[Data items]

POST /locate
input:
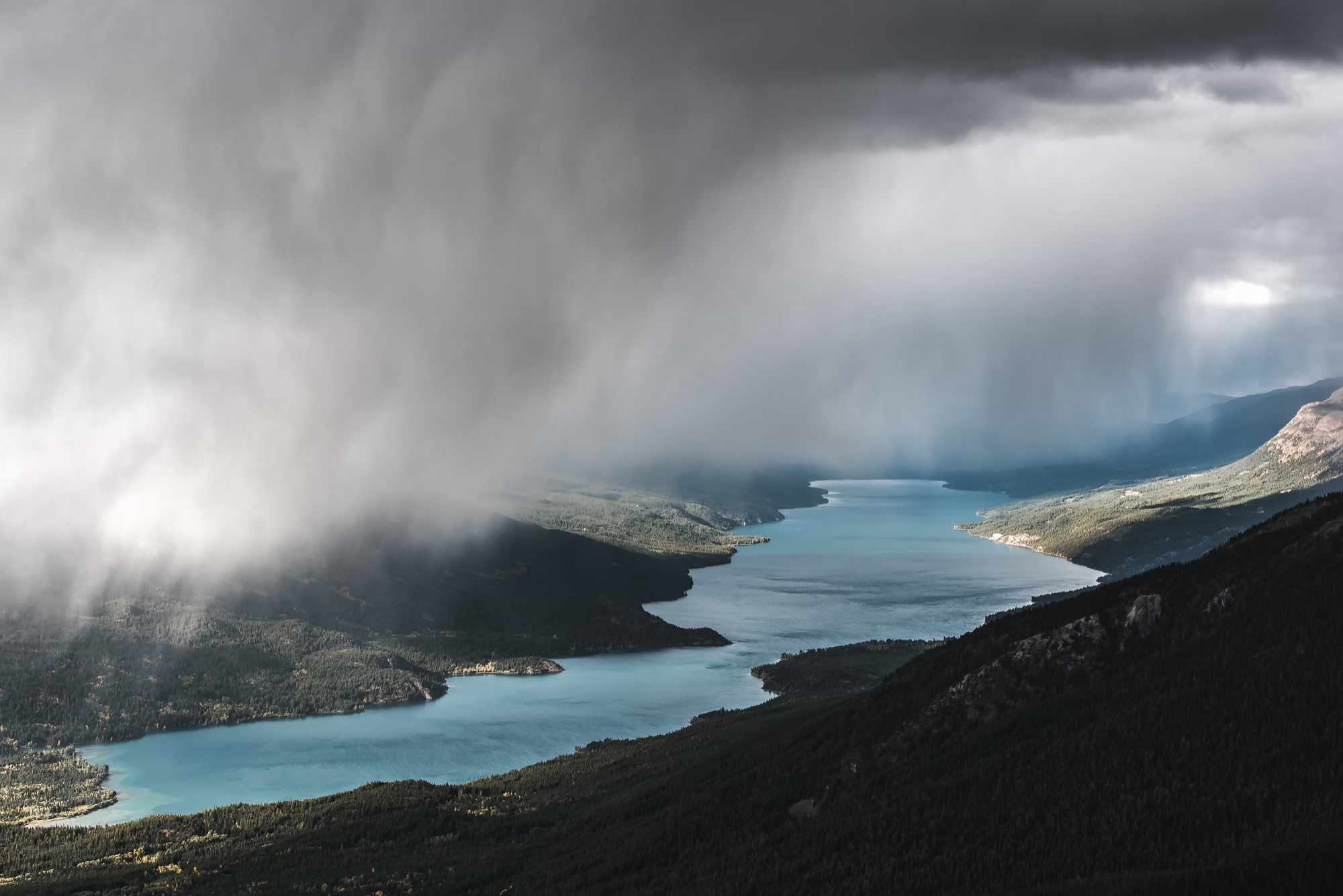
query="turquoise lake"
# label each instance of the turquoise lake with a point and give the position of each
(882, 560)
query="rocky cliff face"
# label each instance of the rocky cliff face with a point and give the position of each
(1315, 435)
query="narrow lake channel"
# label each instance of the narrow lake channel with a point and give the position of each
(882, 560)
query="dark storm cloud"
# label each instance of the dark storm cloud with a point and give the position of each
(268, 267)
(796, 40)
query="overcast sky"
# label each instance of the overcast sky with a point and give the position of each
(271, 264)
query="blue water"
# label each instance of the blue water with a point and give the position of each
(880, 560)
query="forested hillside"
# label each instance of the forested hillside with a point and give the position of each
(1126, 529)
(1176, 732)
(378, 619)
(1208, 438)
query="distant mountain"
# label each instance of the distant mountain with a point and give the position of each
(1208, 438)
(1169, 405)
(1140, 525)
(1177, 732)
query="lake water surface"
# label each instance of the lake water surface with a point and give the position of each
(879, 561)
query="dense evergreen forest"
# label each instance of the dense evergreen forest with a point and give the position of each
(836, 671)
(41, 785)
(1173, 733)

* * *

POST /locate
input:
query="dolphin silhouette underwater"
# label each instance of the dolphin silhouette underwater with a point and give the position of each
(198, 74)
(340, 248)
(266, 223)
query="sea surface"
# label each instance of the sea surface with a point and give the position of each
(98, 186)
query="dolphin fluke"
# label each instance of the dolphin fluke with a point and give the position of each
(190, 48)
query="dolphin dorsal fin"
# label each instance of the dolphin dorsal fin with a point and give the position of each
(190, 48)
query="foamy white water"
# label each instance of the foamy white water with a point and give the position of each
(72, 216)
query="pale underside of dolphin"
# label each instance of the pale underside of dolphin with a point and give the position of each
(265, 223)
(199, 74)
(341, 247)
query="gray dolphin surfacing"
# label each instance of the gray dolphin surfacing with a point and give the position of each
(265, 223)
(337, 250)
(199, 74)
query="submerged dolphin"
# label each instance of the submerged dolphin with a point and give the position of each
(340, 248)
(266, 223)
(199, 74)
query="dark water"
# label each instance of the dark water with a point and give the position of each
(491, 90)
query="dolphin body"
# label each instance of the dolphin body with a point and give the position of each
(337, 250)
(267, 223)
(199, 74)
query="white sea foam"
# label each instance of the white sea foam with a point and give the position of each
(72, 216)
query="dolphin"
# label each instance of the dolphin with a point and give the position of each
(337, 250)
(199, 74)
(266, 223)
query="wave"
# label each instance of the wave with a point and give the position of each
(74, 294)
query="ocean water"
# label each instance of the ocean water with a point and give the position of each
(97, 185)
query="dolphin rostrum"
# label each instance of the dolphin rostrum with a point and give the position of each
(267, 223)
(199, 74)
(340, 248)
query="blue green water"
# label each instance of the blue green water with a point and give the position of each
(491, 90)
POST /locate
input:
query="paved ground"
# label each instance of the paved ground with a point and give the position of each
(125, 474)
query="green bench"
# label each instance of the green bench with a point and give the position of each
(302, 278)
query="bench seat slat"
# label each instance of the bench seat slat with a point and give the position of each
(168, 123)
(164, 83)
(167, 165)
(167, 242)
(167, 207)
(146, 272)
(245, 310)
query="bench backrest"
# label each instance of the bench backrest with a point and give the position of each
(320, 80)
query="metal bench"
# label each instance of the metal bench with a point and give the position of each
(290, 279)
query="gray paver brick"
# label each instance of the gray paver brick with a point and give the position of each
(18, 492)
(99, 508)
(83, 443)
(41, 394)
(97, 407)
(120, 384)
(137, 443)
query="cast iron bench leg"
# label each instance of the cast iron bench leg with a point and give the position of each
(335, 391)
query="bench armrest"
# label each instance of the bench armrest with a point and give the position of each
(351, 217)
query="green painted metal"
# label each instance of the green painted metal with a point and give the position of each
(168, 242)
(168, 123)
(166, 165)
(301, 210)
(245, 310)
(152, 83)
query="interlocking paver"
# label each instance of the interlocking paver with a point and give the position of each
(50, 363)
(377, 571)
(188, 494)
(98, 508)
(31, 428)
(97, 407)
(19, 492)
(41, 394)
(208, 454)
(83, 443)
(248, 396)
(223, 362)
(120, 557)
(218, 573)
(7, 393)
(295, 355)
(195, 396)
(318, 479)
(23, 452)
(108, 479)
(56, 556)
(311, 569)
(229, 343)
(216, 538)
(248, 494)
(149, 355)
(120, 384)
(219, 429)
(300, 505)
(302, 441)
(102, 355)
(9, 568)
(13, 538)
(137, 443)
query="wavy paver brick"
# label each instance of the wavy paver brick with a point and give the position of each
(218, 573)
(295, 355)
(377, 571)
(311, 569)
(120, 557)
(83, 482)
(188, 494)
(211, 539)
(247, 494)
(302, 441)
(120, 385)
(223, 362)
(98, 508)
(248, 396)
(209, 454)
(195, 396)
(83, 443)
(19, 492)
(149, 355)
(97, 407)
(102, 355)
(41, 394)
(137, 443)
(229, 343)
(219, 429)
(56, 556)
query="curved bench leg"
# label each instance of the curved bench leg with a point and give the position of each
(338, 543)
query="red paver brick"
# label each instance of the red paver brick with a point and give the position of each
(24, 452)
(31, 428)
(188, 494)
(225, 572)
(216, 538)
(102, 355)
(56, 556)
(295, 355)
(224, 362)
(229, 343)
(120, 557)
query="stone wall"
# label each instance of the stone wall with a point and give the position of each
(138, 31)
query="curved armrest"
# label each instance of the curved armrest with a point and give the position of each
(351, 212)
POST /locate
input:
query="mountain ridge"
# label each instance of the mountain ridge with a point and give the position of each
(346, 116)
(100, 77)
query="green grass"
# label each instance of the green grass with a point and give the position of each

---

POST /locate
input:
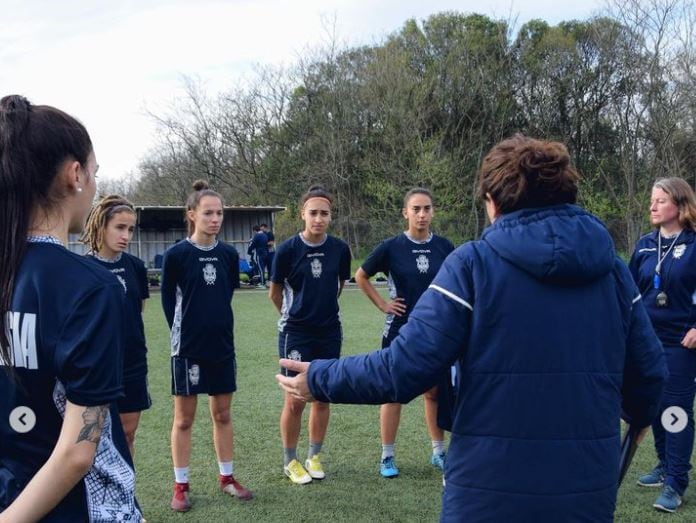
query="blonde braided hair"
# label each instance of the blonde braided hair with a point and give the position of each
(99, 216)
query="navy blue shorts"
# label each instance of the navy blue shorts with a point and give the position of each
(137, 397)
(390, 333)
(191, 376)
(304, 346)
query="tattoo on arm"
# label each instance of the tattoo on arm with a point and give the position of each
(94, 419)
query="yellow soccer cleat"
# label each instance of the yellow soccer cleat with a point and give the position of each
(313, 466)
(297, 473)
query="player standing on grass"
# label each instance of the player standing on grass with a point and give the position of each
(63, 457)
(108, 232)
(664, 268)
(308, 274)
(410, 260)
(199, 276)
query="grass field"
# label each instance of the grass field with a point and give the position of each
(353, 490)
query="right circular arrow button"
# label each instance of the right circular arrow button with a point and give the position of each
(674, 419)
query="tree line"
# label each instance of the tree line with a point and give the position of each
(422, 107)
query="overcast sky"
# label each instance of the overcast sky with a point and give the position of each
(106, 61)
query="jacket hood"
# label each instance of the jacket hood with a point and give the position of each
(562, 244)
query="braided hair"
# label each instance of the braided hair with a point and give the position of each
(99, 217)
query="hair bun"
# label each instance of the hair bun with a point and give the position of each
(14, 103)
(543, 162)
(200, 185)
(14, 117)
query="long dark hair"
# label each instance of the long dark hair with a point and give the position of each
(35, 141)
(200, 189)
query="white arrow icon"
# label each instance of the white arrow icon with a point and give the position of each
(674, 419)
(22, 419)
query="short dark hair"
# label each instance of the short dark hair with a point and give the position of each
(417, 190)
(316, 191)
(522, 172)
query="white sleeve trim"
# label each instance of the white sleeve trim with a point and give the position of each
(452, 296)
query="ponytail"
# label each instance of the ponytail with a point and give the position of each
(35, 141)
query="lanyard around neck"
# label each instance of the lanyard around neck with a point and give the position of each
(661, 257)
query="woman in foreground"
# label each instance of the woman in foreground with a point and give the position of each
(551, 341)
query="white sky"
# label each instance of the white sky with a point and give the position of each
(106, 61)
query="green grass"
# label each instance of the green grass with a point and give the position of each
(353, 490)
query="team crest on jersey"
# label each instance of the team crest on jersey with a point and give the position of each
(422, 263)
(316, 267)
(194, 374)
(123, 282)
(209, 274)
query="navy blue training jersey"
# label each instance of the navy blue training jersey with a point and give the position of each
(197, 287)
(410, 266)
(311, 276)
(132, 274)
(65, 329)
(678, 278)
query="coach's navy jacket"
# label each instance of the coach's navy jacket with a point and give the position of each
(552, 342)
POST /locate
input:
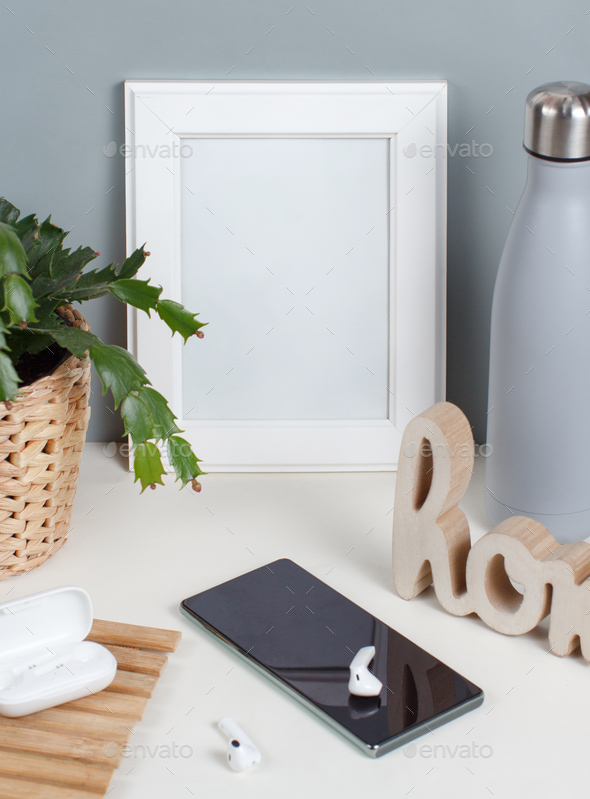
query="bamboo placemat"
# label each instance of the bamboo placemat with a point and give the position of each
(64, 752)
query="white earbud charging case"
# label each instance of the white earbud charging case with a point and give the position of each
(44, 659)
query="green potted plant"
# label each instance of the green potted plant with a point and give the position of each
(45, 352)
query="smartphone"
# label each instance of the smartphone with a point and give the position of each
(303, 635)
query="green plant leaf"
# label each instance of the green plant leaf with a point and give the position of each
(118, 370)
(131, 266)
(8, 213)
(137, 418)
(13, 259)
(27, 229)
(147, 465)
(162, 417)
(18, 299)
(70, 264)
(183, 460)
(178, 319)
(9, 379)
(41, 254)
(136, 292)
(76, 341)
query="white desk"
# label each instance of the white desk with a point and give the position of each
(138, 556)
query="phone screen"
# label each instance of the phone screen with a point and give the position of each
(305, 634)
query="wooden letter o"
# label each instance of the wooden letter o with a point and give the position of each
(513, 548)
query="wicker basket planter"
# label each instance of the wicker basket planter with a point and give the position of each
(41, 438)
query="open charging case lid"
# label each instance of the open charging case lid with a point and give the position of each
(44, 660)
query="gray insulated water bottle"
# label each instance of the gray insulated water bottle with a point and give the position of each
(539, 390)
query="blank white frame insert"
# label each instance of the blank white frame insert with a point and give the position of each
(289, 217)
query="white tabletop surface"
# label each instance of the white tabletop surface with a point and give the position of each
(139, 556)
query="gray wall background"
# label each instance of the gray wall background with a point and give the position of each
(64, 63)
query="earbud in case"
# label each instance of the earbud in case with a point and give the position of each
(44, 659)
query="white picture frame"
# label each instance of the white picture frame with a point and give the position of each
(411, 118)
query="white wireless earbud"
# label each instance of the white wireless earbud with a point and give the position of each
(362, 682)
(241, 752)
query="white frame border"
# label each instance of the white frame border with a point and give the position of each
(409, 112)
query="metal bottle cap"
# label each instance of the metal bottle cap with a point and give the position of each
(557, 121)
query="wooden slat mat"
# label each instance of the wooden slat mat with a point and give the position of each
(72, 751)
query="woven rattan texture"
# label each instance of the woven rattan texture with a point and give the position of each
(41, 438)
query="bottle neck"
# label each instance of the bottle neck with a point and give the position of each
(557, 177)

*TASK GOAL*
Filter the records above, keeping every line that contains the string "border". Matching is case-sensitive.

*THE COMPLETED TASK*
query="white frame border"
# label each instance of the white frame border with a point and give the position of each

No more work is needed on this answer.